> Task
Could you repeat the passage on trauma and addiction, starting with "The Effects of" and going on through "make irrational decisions.", with "nightmares" swapped out for "bad dreams"?

When you get to the root cause of drug addiction, you will realize that most victims have gone through a traumatic experience. This may include sexual or verbal abuse, assault, or accidents among others. Therapy and spiritual guidance is one of the best ways of confronting the problem before it affects the person’s state of mind. Of course, it is human to want to forget the traumatic experience you have faced so that you can move on with your life. So, you resort to doing drugs to forget your problem. Now, that’s already a problem in itself. Understanding the relationship between trauma and drug addiction is paramount.
What is trauma?
Growing up, you may have been a victim of bullying, accident, domestic violence, or assault. These incidences often affect your physical and mental well-being. Years later, you can still replay the chain of events as though they happened yesterday. Trauma isn’t an event you witnessed. Rather, it is how you experienced and perceive an event. It gets worse in an environment where you are programmed to suppress your emotions. Truth is, most people neither understand nor accept the trauma until it starts to take a toll on them.
The Effects of Unresolved Trauma
Like any other mental problem, trauma can lead to adverse long-term issues when left untreated. The victim may develop Post Traumatic Stress Disorder (PTSD). Signs of PTSD may include, changes in sleeping patterns, nightmares, anxiety, depression, and isolation. Going through these experiences may subject the person to suicide, drugs, or aggressiveness. Remember, trauma affects people differently, which is why they make irrational decisions.
The Connection between Trauma and Addiction
Most people that are battling addiction often blame it on their past life experiences. Most researchers believe that childhood trauma is one of the leading causes of alcohol and substance abuse. A child that has faced nearly five traumatic experiences is more likely to become an alcoholic or a drug addict.
From a clinical angle, repeated drug use prevents the brain from bringing the amounts of dopamine, adrenaline, and GABA into their normal state. When a person gets mixed psychological reactions such as anxiety, depression, varied sleeping patterns, or aggressiveness, their journey towards recovery becomes difficult. It becomes worse why they are facing withdrawal symptoms. As a result, cases of relapse caused by drug dependence sets in.

> Dataset records
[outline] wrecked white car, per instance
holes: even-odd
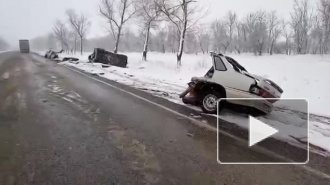
[[[249,113],[268,114],[273,103],[283,93],[271,80],[250,74],[234,59],[222,54],[211,54],[213,66],[204,77],[194,77],[188,89],[180,95],[185,104],[197,105],[205,113],[216,114],[219,99],[260,99],[259,101],[226,100],[219,104],[219,111],[227,105],[238,105]],[[267,100],[265,99],[267,98]]]

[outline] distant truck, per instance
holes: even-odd
[[[30,42],[29,40],[20,40],[19,48],[21,53],[30,53]]]

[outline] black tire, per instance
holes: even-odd
[[[201,98],[200,106],[203,110],[203,112],[207,114],[217,114],[217,102],[219,99],[224,98],[223,94],[217,91],[210,91],[204,93],[204,95]],[[224,107],[224,101],[221,101],[219,104],[219,112]]]

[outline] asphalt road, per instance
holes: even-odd
[[[220,165],[215,132],[106,83],[1,53],[0,184],[329,184],[297,165]],[[222,137],[228,158],[276,160]]]

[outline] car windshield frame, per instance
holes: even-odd
[[[241,64],[239,64],[236,60],[234,60],[233,58],[231,57],[225,57],[226,60],[233,66],[233,68],[236,70],[239,69],[240,71],[245,71],[245,72],[248,72]],[[237,70],[236,70],[237,71]],[[240,72],[240,71],[237,71],[237,72]]]

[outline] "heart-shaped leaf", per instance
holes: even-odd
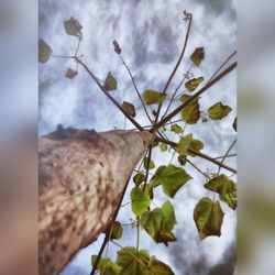
[[[205,187],[220,195],[226,195],[237,190],[235,183],[226,175],[218,175],[215,178],[211,178],[207,184],[205,184]]]
[[[122,109],[131,117],[135,117],[135,108],[133,105],[127,102],[127,101],[123,101],[123,105],[122,105]]]
[[[119,43],[114,40],[114,41],[112,42],[112,44],[113,44],[113,46],[114,46],[114,52],[116,52],[117,54],[121,54],[121,48],[120,48]]]
[[[97,255],[91,256],[91,264],[95,265]],[[110,258],[101,257],[97,265],[97,270],[105,275],[120,275],[122,267],[113,263]]]
[[[158,92],[155,90],[145,90],[143,92],[143,100],[145,105],[155,105],[161,103],[165,99],[165,95],[163,92]]]
[[[194,209],[194,220],[199,232],[200,240],[209,235],[221,235],[223,211],[220,202],[213,202],[209,198],[202,198]]]
[[[179,127],[178,124],[174,123],[170,125],[170,131],[177,134],[183,133],[183,128]]]
[[[217,102],[208,109],[208,116],[212,120],[220,120],[231,112],[231,107]]]
[[[147,211],[151,201],[145,196],[143,190],[141,190],[139,187],[134,187],[131,190],[130,197],[132,200],[132,210],[135,213],[135,216],[141,216],[142,213]]]
[[[119,240],[123,233],[123,228],[121,227],[119,221],[114,221],[112,223],[112,233],[111,233],[111,240],[117,239]]]
[[[127,246],[117,252],[116,263],[122,267],[120,275],[142,275],[148,272],[150,254],[146,250],[136,251]]]
[[[185,102],[190,96],[184,95],[180,97],[180,101]],[[182,111],[183,120],[188,124],[195,124],[200,118],[199,101],[198,99],[189,103]]]
[[[105,80],[105,89],[108,91],[117,89],[117,80],[111,73],[107,75],[107,78]]]
[[[77,36],[78,38],[81,38],[82,36],[82,26],[79,24],[78,20],[73,16],[70,16],[69,20],[64,21],[64,29],[68,35]]]
[[[195,52],[190,56],[193,63],[196,66],[199,66],[200,63],[205,59],[205,50],[204,47],[196,47]]]
[[[44,40],[40,38],[38,40],[38,62],[46,63],[50,59],[52,53],[53,53],[52,47],[48,46]]]
[[[182,167],[176,167],[173,164],[168,166],[162,165],[151,178],[148,188],[153,189],[161,184],[163,191],[174,198],[180,187],[191,178]]]
[[[185,84],[185,88],[188,91],[194,91],[202,81],[204,77],[193,78]]]
[[[139,187],[144,180],[145,180],[145,175],[142,174],[142,173],[138,173],[133,177],[133,182],[134,182],[134,184],[135,184],[136,187]]]
[[[166,151],[167,151],[167,144],[162,143],[162,144],[160,145],[160,148],[161,148],[161,152],[166,152]]]
[[[76,77],[77,75],[77,72],[72,69],[72,68],[67,68],[67,72],[66,72],[66,77],[69,78],[69,79],[73,79],[74,77]]]
[[[191,141],[193,134],[187,134],[183,136],[177,145],[177,152],[182,155],[186,155]]]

> Answer to this problem
The Effects of Unresolved Trauma
Like any other mental problem, trauma can lead to adverse long-term issues when left untreated. The victim may develop Post Traumatic Stress Disorder (PTSD). Signs of PTSD may include, changes in sleeping patterns, bad dreams, anxiety, depression, and isolation. Going through these experiences may subject the person to suicide, drugs, or aggressiveness. Remember, trauma affects people differently, which is why they make irrational decisions.